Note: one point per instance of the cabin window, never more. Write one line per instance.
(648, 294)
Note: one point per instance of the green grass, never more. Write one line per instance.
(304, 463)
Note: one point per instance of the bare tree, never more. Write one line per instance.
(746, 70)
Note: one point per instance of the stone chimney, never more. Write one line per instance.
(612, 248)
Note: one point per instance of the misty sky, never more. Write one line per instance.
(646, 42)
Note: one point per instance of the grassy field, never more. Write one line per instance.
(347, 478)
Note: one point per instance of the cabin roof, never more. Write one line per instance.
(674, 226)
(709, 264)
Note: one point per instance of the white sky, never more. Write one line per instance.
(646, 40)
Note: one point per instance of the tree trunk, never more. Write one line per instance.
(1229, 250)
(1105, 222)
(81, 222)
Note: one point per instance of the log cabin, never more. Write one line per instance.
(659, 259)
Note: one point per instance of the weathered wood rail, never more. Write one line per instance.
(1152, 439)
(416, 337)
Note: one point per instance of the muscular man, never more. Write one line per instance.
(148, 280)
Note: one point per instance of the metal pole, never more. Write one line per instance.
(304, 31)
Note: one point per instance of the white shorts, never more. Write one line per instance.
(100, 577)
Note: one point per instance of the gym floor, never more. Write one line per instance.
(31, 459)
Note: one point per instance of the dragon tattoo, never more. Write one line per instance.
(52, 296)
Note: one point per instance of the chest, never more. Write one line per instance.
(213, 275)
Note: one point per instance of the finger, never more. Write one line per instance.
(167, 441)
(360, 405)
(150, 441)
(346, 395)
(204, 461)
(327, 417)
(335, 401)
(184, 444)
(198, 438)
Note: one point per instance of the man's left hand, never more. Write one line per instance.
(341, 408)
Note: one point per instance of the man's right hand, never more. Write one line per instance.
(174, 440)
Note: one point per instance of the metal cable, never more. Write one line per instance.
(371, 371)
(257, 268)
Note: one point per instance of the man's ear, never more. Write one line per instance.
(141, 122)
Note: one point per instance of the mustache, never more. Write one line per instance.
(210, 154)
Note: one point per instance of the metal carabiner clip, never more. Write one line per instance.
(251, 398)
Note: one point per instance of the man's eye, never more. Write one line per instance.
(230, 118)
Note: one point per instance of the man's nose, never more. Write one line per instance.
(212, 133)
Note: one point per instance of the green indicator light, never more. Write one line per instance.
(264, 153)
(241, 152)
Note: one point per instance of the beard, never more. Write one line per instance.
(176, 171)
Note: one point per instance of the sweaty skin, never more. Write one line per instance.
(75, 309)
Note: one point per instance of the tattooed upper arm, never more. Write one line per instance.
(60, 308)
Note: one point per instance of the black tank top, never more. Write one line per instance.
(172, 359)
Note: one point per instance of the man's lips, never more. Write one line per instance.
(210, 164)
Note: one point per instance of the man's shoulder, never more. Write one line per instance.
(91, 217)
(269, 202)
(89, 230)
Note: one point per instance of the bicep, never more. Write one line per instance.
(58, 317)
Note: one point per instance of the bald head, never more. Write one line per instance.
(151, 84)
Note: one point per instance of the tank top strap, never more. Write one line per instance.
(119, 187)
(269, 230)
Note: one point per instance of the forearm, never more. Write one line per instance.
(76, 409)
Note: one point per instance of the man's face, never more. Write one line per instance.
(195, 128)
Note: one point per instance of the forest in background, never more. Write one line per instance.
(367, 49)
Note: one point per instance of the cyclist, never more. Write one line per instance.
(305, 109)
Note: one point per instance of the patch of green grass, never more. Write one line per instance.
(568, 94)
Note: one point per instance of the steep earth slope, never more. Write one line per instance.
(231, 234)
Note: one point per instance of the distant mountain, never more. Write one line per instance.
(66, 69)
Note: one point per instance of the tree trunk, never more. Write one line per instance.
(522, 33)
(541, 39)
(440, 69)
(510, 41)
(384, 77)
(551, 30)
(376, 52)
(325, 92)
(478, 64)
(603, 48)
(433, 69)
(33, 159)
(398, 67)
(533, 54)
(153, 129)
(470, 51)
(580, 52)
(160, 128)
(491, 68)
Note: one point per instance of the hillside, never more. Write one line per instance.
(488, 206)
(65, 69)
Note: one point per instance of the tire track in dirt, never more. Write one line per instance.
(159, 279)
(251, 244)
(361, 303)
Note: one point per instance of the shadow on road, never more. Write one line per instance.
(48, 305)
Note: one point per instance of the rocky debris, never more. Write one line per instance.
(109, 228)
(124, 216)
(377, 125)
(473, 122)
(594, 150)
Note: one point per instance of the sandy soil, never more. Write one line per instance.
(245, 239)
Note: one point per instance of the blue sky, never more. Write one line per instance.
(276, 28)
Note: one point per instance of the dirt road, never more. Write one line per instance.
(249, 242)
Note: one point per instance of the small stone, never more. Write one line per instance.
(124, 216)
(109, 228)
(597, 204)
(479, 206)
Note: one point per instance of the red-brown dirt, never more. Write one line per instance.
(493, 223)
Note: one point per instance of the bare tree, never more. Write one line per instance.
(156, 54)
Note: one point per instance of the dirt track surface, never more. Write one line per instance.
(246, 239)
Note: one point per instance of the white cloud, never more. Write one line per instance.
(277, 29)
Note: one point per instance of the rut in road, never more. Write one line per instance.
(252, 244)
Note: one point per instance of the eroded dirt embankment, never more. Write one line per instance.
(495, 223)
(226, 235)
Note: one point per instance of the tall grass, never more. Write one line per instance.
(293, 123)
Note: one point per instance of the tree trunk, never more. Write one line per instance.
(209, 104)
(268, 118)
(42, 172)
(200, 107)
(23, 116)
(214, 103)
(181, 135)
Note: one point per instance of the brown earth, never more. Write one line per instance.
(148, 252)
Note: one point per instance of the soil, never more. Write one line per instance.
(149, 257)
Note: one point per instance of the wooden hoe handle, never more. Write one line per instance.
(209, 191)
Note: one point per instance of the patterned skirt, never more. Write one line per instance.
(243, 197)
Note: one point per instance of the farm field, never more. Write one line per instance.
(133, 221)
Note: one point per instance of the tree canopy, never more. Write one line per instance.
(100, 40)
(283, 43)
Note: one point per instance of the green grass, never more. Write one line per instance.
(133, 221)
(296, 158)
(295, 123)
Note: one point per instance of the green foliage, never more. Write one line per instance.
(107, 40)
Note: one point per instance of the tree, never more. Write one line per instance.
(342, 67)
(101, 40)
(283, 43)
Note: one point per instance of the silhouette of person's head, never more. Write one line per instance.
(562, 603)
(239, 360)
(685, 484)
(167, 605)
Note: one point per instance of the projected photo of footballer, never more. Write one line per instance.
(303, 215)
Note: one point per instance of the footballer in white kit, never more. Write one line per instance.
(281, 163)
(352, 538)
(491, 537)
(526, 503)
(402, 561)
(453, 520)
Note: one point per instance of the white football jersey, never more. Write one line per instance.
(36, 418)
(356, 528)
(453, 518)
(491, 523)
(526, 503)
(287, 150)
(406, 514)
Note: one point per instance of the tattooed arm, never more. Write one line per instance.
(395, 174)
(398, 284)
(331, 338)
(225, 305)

═══

_Your assignment_:
Could you reproduce every record exactly as it appears?

_Solution to this problem_:
Note: one point per instance of the cabin window, never more. Write one line per instance.
(648, 294)
Note: one point per instance of the green grass, never more. Write one line per instance.
(304, 463)
Note: one point per instance of the bare tree, never more. Write one line per instance.
(746, 70)
Note: one point per instance of the stone chimney, never more. Write one line per instance.
(612, 248)
Note: one point per instance of the misty sky, never more. Write one line per instance.
(646, 42)
Note: one point per instance of the grassy field, never more. Write one line per instance.
(347, 478)
Note: one point per instance of the cabin roof, never more. Write one line per instance.
(674, 226)
(709, 264)
Note: one point per instance of the white sky, never more. Write one line per instance.
(646, 40)
Note: one point per instance of the tree trunk, never more. Write one line per instance.
(1229, 250)
(1105, 222)
(81, 222)
Note: one point per instance of the log cabin, never more. Write one line per instance.
(659, 259)
Note: one point per instance of the weathered wood rail, never more. Write one line per instance.
(1152, 439)
(416, 337)
Note: one point per instance of the muscular man, never more. Write one line per instance.
(148, 280)
Note: one point per instance of the metal pole, never more. Write one line per instance.
(304, 31)
Note: one point per instance of the white shorts, never more. Write one line per instance.
(100, 577)
Note: one point per instance of the gym floor, never more. Write one line per instance.
(31, 459)
Note: one point per instance of the dragon tattoo, never more. Write one line per instance.
(52, 296)
Note: one point per instance of the chest, never more. Write one line per instance.
(213, 275)
Note: one point per instance of the finger, never more. Write one line per instance.
(167, 441)
(360, 405)
(150, 441)
(346, 395)
(204, 461)
(327, 417)
(335, 401)
(184, 444)
(198, 438)
Note: one point per instance of the man's left hand, never more. Write one line per instance.
(341, 408)
Note: one point per instance of the man's right hand, never more. Write one line per instance.
(174, 440)
Note: one point per instance of the metal cable, never more. Write one line per instance.
(371, 371)
(257, 268)
Note: one point per instance of the man's ear, never more. Write one line per instance.
(141, 122)
Note: one point per instance of the mustache, never more. Write one line per instance.
(210, 154)
Note: one point per instance of the metal carabiner clip, never more. Write one line per instance.
(251, 398)
Note: one point per instance of the man's eye, never more. Write one line per instance.
(230, 118)
Note: one point per instance of the man's nose, never more. Write one line per instance.
(212, 133)
Note: one point per instance of the green indicator light, never more. Write one line per instance.
(264, 153)
(241, 152)
Note: one point per instance of the beard, never more. Write one line per instance.
(176, 171)
Note: one point per instance of the sweaty skin, never more. Write one line per instance.
(75, 309)
Note: one point per instance of the tattooed upper arm, never more. Write one line per instance.
(60, 308)
Note: one point per instance of the black tank top, never more. Write one line per instance.
(172, 359)
Note: one point per instance of the man's lips, never more. Write one line per instance.
(210, 164)
Note: one point per instance of the man's shoulder, never more. Write one line per instance.
(91, 217)
(269, 202)
(89, 230)
Note: one point per instance of the bicep, never more. Write one line per instance.
(58, 317)
Note: one point per instance of the bald head, never more. Write one line per instance.
(151, 84)
Note: one point per instance of the tank top strap, never more. Write one line per instance.
(119, 187)
(269, 230)
Note: one point per instance of the forearm, never more. Write one line per instance.
(76, 409)
Note: one point per instance of the man's face, never more. Write one line per instance.
(195, 128)
Note: one point per instance of the forest in background, never more. Write one line per instance.
(367, 49)
Note: one point per instance of the cyclist, never more. Write one line per instance.
(305, 109)
Note: one point per instance of the patch of green grass, never more. Write one line per instance.
(568, 94)
Note: one point per instance of the steep earth slope, never more. Write one line per instance.
(231, 234)
Note: one point per instance of the distant mountain, never more. Write one line per instance.
(66, 69)
Note: one point per instance of the tree trunk, never more. Write one line per instance.
(522, 33)
(541, 39)
(440, 69)
(510, 41)
(384, 77)
(551, 30)
(376, 52)
(325, 92)
(478, 64)
(603, 48)
(433, 69)
(33, 159)
(398, 67)
(533, 54)
(153, 129)
(470, 51)
(580, 52)
(160, 128)
(491, 68)
Note: one point per instance of the hillside, never more. Write one line per instance.
(488, 206)
(65, 69)
Note: one point per instance of the tire track in dirt, never more. Write one line per instance.
(159, 279)
(251, 244)
(361, 303)
Note: one point per instance of the shadow on road, never more. Write one line per instance.
(48, 305)
Note: one point per instance of the rocky debris, never more. Write one line per instance.
(109, 228)
(124, 216)
(377, 125)
(473, 122)
(594, 150)
Note: one point per instance of the sandy soil, never more. Write one line per instance.
(245, 239)
Note: one point per instance of the blue sky, never more. Write one line per instance.
(276, 28)
Note: one point per instance of the dirt road, never more. Write one line per instance.
(249, 242)
Note: one point per instance of the small stone, never more. Write one line per instance.
(124, 216)
(109, 228)
(597, 204)
(479, 206)
Note: one point per instance of the red-brown dirt, never more. Write one line per instance.
(493, 223)
Note: one point per instance of the bare tree, never more. Write one line per instance.
(156, 54)
Note: one point per instance of the dirt track surface, never more. Write one line per instance.
(246, 239)
Note: one point per instance of the white cloud, never more. Write one line per instance.
(277, 29)
Note: one point per instance of the rut in road, never more. Write one line per instance.
(252, 244)
Note: one point per instance of the eroded dirt embankment, never more. Write one line per instance.
(495, 223)
(226, 235)
Note: one point per instance of the tall grass, never more. Write one line per instance.
(293, 123)
Note: one point per instance of the tree trunk, never more. Write one line per instance.
(209, 104)
(268, 118)
(42, 172)
(200, 107)
(23, 116)
(214, 103)
(181, 135)
Note: one point per instance of the brown earth, never more. Write one line per instance.
(148, 252)
Note: one point per instance of the soil, never more. Write one line per instance.
(149, 257)
Note: one point per instance of the wooden hoe handle, never more. Write one line per instance.
(209, 191)
Note: one point per instance of the patterned skirt, never more. Write one line per instance.
(243, 197)
Note: one point per instance of the farm field, never more. Write one line per instance.
(133, 221)
Note: one point per instance of the tree canopy, never more. Write one line per instance.
(100, 40)
(283, 43)
Note: one point per instance of the green grass, never more. Write one line per instance.
(133, 221)
(296, 158)
(295, 123)
Note: one point per instance of the green foliage, never more. Write one line per instance.
(107, 40)
Note: one point per instance of the tree, never more. Write one line per instance.
(342, 67)
(101, 40)
(283, 43)
Note: one point per instance of the silhouette of person's head, never more. Write one line per instance.
(562, 603)
(239, 360)
(685, 484)
(167, 605)
Note: one point per instance of the projected photo of footballer, never more. Write one line per instance.
(303, 215)
Note: one point per instance of the footballer in white kit, never more. Write one line per instance.
(281, 163)
(352, 538)
(491, 537)
(526, 503)
(402, 561)
(453, 520)
Note: one point per instance of the white football jersey, never more. Write one line per instance.
(36, 418)
(356, 528)
(453, 518)
(491, 523)
(526, 503)
(287, 150)
(406, 514)
Note: one point per instance of the tattooed arm, never more. Write one line per instance.
(395, 174)
(398, 284)
(331, 338)
(225, 305)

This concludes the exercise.